Available data: Begin

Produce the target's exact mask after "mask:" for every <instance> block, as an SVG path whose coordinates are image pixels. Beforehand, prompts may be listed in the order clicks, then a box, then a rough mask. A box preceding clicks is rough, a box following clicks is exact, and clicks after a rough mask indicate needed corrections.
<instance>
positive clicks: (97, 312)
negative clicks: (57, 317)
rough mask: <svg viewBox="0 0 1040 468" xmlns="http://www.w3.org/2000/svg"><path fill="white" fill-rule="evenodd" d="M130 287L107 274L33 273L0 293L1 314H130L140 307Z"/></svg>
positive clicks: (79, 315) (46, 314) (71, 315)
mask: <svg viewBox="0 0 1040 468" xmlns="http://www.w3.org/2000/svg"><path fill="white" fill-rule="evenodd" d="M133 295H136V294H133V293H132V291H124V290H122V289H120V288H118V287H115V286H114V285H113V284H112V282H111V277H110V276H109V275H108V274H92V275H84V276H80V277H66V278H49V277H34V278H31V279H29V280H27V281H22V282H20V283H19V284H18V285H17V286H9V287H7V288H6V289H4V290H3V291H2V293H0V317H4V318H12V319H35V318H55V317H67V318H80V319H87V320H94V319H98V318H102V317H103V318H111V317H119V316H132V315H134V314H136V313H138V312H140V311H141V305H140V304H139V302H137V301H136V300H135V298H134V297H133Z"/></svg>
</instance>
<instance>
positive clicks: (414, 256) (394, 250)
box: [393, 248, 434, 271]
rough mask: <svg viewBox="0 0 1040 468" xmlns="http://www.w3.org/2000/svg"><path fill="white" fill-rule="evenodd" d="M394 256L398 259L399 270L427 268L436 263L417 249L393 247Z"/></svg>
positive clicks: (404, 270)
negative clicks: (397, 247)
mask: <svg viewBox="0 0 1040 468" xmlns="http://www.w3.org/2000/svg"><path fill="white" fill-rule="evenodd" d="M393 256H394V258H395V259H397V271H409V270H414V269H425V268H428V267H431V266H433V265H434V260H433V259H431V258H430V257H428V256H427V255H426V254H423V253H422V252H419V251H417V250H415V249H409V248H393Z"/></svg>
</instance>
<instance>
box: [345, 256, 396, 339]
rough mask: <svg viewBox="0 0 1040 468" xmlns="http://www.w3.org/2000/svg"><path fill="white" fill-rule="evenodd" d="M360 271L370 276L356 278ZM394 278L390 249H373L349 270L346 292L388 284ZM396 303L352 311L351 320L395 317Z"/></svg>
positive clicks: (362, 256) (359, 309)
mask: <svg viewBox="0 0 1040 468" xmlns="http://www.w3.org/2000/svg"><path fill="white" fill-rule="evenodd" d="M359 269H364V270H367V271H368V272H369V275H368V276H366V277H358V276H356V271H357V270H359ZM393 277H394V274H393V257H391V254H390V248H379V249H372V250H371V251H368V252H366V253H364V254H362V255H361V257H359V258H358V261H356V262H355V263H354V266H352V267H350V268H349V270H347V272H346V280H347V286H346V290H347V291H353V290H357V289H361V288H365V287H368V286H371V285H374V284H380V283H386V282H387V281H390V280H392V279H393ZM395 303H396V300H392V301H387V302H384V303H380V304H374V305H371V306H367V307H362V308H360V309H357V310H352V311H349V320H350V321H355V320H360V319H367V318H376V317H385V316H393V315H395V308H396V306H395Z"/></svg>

Available data: End

• [Task brief] Convert these lines into a JSON list of strings, one string per line, omitting blank lines.

• [Finished exercise]
[
  "Produce the target's exact mask after \"mask:\" for every <instance> block, as an SVG path whose coordinates are image pixels. Beforehand, prompts may be listed in the order clicks, then a box, then a rough mask. A box preceding clicks is rough, a box following clicks is exact, and clicks after a rough mask indicate needed corrections.",
  "<instance>",
  "positive clicks: (97, 312)",
  "negative clicks: (57, 317)",
  "rough mask: <svg viewBox=\"0 0 1040 468\" xmlns=\"http://www.w3.org/2000/svg\"><path fill=\"white\" fill-rule=\"evenodd\" d=\"M130 287L107 274L33 273L0 293L1 314H130L140 307Z\"/></svg>",
  "positive clicks: (79, 315) (46, 314) (71, 315)",
  "mask: <svg viewBox=\"0 0 1040 468\" xmlns=\"http://www.w3.org/2000/svg\"><path fill=\"white\" fill-rule=\"evenodd\" d=\"M133 295H136V294H133V293H132V291H124V290H122V289H120V288H118V287H115V286H114V285H113V284H112V282H111V277H110V276H109V275H108V274H92V275H84V276H80V277H66V278H49V277H34V278H31V279H29V280H27V281H22V282H20V283H19V284H18V285H17V286H9V287H7V288H6V289H4V290H3V291H2V293H0V317H4V318H12V319H35V318H55V317H67V318H80V319H87V320H94V319H98V318H102V317H103V318H111V317H119V316H132V315H134V314H136V313H138V312H140V311H141V305H140V304H139V302H137V301H136V300H135V298H134V297H133Z\"/></svg>",
  "</instance>",
  "<instance>",
  "positive clicks: (414, 256) (394, 250)",
  "box: [393, 248, 434, 271]",
  "rough mask: <svg viewBox=\"0 0 1040 468\" xmlns=\"http://www.w3.org/2000/svg\"><path fill=\"white\" fill-rule=\"evenodd\" d=\"M394 256L398 259L399 270L427 268L436 263L417 249L393 247Z\"/></svg>",
  "positive clicks: (404, 270)",
  "negative clicks: (397, 247)",
  "mask: <svg viewBox=\"0 0 1040 468\" xmlns=\"http://www.w3.org/2000/svg\"><path fill=\"white\" fill-rule=\"evenodd\" d=\"M393 256H394V258H395V259H397V271H409V270H414V269H425V268H428V267H431V266H433V265H434V260H433V259H431V258H430V257H428V256H427V255H426V254H423V253H422V252H419V251H417V250H415V249H409V248H393Z\"/></svg>",
  "</instance>",
  "<instance>",
  "box: [345, 256, 396, 339]",
  "rough mask: <svg viewBox=\"0 0 1040 468\" xmlns=\"http://www.w3.org/2000/svg\"><path fill=\"white\" fill-rule=\"evenodd\" d=\"M360 271L370 276L356 278ZM394 278L390 249H373L349 270L346 292L388 284ZM396 303L352 311L351 320L395 317Z\"/></svg>",
  "positive clicks: (362, 256) (359, 309)",
  "mask: <svg viewBox=\"0 0 1040 468\" xmlns=\"http://www.w3.org/2000/svg\"><path fill=\"white\" fill-rule=\"evenodd\" d=\"M359 269H364V270H367V271H368V272H369V275H368V276H366V277H358V276H356V271H357V270H359ZM393 277H394V274H393V257H391V254H390V248H379V249H372V250H371V251H368V252H366V253H364V254H362V255H361V257H359V258H358V261H356V262H355V263H354V266H352V267H350V268H349V270H347V272H346V280H347V286H346V290H347V291H353V290H357V289H361V288H365V287H368V286H371V285H374V284H380V283H386V282H387V281H390V280H392V279H393ZM395 303H396V300H392V301H387V302H384V303H380V304H374V305H371V306H367V307H362V308H360V309H357V310H352V311H349V320H350V321H355V320H360V319H367V318H376V317H385V316H393V315H395V308H396V306H395Z\"/></svg>"
]